PAGE EXCERPT
※ ※ ※
INSITE Journal
About this edition
Speech Acts

            In the midst of a health crisis and an extremely fragile social climate, Speech Acts was developed as a play in three acts, using the archive and language as political tools, but also through the enactment of words as human actions adapted from performance, dance, and theatre. The script is constructed of quotations, phrases, and texts (oral and written) from the INSITE Archive, through an exercise of intertextuality. That is, fragments of text and audio from different sources are extracted, juxtaposed, and interwoven together to generate a new text. The result is a simulated dialogue between artists, curators, and theorists from different eras that puts forward tense political and social scenarios on the pandemic, the border between Mexico and the United States, racism, xenophobia, and the role of art in the face of systematic crises. In the first act, the script focuses on isolation and the loss of a social sphere as a cohesive force. The second act questions institutional power, privilege, the vulnerability of civil and territorial rights, as well as the weakening of the social fabric at different scales. In the third act, the voices of artists open a possibility to articulate new languages from the potential of art.
※ ※ ※
DATA PROVIDED
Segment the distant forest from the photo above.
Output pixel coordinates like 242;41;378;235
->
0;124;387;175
※ ※ ※
TASK STATEMENT
Continue the INSITE Journal description of Speech Acts, picking up after its last sentence.

YOUR RESPONSE
                The script (interpreted by the project Amplio Espectro with choreography by Arturo Lugo) is performed through bodily routines of alienation, symbolic acts of protest and uneasy confrontations, and through writings and physical displacements in reverse, which proposes the embodiment of words as new speech acts capable of reversing language. The stage (designed by the architecture studio PRODUCTORA) is inspired by the idea of a playground and Abandonado II, a project conceived by artists Ulf Rollof and Michael Schnorr during IN/SITE92, who designed a park in the border city of Tijuana for children waiting for their migrant parents to return from the US. The main intention of this play is the possibility of imagining a public sphere, simultaneously playful and unstable, through which speech acts confront us with critical realities and simultaneously open a space to imagine micropolitics from speech, text, listening, performativity, and writing.

            The first conversation with curator Kit Hammonds, included in this Journal, introduces the context in which Speech Acts was developed and presented,1 and the concepts that are mirrored in speech and in the public sphere, mainly risk, play, freedom, and the archive.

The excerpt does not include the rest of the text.